(MATERIAL FOR THE TASK)
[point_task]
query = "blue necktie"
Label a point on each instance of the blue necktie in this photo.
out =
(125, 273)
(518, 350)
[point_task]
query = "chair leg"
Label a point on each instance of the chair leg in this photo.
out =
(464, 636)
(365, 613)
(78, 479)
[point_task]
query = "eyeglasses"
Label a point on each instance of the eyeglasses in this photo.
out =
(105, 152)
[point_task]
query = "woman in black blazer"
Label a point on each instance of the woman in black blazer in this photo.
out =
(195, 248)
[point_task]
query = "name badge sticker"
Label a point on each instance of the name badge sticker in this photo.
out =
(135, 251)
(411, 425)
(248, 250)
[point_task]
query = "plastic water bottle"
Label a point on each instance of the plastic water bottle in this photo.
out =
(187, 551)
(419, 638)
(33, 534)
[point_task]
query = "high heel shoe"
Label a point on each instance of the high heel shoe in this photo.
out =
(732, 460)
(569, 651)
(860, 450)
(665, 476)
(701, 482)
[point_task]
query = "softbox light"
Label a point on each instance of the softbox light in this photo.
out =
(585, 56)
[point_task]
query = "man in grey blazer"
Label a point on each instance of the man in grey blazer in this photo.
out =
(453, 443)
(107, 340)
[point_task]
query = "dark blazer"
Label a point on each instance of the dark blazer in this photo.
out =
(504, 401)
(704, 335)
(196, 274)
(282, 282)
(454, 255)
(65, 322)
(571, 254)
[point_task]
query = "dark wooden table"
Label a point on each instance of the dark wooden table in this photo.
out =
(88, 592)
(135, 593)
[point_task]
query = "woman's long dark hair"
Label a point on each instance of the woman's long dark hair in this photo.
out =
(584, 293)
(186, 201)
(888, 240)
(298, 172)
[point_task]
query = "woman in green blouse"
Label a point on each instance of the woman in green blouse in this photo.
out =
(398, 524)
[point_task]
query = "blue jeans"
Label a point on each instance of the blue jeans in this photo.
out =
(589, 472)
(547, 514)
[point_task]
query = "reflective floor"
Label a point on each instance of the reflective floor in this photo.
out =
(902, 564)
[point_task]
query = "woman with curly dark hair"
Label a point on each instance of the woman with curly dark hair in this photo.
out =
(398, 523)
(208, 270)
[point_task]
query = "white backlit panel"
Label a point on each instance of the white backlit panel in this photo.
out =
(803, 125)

(PROBLEM) All records shown above are to be output exactly.

(RESPONSE FOR THIS EXERCISE)
[point_task]
query = "blue necktie"
Label a point on each instance of the blue necktie in this photo.
out =
(125, 273)
(518, 350)
[point_task]
query = "chair leg"
Label a point on each instance of the chair leg in this photo.
out =
(464, 636)
(365, 613)
(78, 479)
[point_task]
query = "eyeglasses"
Label a point on each instance of the eyeglasses in this photo.
out =
(105, 152)
[point_task]
query = "woman in black blazer"
Label a point on each instance of the woman in black blazer in this photo.
out =
(195, 248)
[point_task]
query = "name badge sticker"
Label a point on each instance of the name badge sticker in this photo.
out =
(135, 251)
(411, 425)
(248, 250)
[point_task]
query = "plastic water bottle"
Label a point on each instance of the plastic water bottle in this photo.
out =
(187, 551)
(419, 638)
(33, 534)
[point_task]
query = "high heel shoe"
Label a point on each instance of the high heel shoe in this photo.
out =
(732, 460)
(569, 651)
(860, 450)
(665, 476)
(701, 482)
[point_task]
query = "softbox light"
Label a point on each instance of the softbox light in this photo.
out =
(585, 56)
[point_task]
query = "man in grey blazer"
Label a point on each instance of the man in grey blazer in this photo.
out =
(453, 443)
(107, 340)
[point_task]
query = "dark blazer"
Label a point on each instance of the dark blazer in this photo.
out =
(504, 401)
(704, 335)
(196, 274)
(282, 282)
(454, 255)
(65, 322)
(571, 254)
[point_task]
query = "dark wooden table"
Label a point on each instance of the dark wooden table in this photo.
out =
(88, 592)
(135, 593)
[point_task]
query = "woman's long dark hair"
Label a point on each instance of the woman's long dark hair in this photo.
out =
(584, 293)
(186, 201)
(888, 240)
(298, 172)
[point_task]
query = "woman in green blouse"
Label a point on each instance of the woman in green blouse in this photo.
out =
(398, 524)
[point_task]
query = "blue jeans"
Label a point on each instance of the blue jeans in this photo.
out =
(589, 472)
(547, 514)
[point_task]
query = "reflective floor"
Label a point on each instance of the reflective floor in this photo.
out =
(902, 564)
[point_task]
query = "woman with curly dark hair"
Label a point on each instance of the woman with curly dark hair in this photo.
out =
(398, 523)
(208, 270)
[point_task]
query = "white backlit panel"
Label a point on each instance of the white backlit panel in this photo.
out =
(803, 125)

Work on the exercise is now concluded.